◆ **Consegna dell'esercizio**:
Cita parola per parola il passo del testo sui distretti irrigui che va da "Il progetto prevede" fino a "monte del CER." incluso.

◆ **Testo fornito**:
┄┄┄┄┄┄┄┄┄┄┄┄┄┄┄┄┄┄┄┄

Il cambiamento del clima ha fatto sì che nel comprensorio imolese siano stati progettati due nuovi distretti irrigui per la distribuzione in pressione dell’acqua del CER (Canale Emiliano Romagnolo), da realizzarsi nell’area compresa tra il Sillaro e il Santerno (Comuni di Imola, Mordano e Massa Lombarda). Il costo di progetto delle opere candidate all’assegnazione dei finanziamenti del PNRR – Piano Nazionale di Ripresa e Resilienza – è di oltre 14 milioni di euro.

Il progetto prevede l’installazione di gruppi di pompaggio e la posa di condotte di distribuzione interrate in pressione, che vanno ad ampliare il reticolo esistente, a suo tempo realizzato su una superficie di circa 2.500 ettari a beneficio di 430 aziende agricole.

Il distretto denominato Selice Ovest, per la sua collocazione rispetto all’omonima strada, ha un’estensione di 1.430 ettari dove operano 161 aziende agricole. L’areale interessato è interamente ricadente in Comune di Imola, a monte del CER.

┄┄┄┄┄┄┄┄┄┄┄┄┄┄┄┄┄┄┄┄

◆ **Materiale estratto**:
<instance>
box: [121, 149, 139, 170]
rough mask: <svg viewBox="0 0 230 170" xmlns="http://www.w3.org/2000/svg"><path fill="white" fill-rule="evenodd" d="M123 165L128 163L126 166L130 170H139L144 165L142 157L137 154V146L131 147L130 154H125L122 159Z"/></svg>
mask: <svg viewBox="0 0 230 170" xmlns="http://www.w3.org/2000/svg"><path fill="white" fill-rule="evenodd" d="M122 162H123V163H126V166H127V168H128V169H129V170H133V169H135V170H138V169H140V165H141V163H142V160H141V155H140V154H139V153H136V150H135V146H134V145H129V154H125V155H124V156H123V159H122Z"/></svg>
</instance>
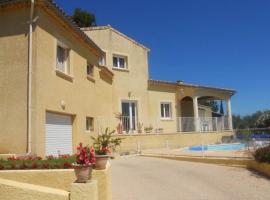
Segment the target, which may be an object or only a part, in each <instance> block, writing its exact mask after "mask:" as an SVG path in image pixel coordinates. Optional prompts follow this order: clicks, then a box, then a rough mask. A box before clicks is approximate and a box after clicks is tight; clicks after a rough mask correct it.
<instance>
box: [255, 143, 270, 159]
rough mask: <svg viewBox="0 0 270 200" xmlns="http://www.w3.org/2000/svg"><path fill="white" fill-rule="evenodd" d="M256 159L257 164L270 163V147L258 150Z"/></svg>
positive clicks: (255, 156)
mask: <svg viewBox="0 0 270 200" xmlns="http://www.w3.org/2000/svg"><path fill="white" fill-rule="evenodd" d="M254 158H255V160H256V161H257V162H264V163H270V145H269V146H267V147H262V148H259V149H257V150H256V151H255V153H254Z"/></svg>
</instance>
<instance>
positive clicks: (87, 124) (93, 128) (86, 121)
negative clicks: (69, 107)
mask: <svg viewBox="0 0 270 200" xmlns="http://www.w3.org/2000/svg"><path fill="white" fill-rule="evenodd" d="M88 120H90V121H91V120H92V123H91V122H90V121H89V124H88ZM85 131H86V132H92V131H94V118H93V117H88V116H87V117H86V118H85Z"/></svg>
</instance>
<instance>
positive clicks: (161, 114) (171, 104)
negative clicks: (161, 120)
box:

┄┄┄┄┄┄┄┄┄┄┄┄┄┄┄┄┄┄┄┄

◆ **Soluzione**:
Il progetto prevede l’installazione di gruppi di pompaggio e la posa di condotte di distribuzione interrate in pressione, che vanno ad ampliare il reticolo esistente, a suo tempo realizzato su una superficie di circa 2.500 ettari a beneficio di 430 aziende agricole.

Il distretto denominato Selice Ovest, per la sua collocazione rispetto all’omonima strada, ha un’estensione di 1.430 ettari dove operano 161 aziende agricole. L’areale interessato è interamente ricadente in Comune di Imola, a monte del CER.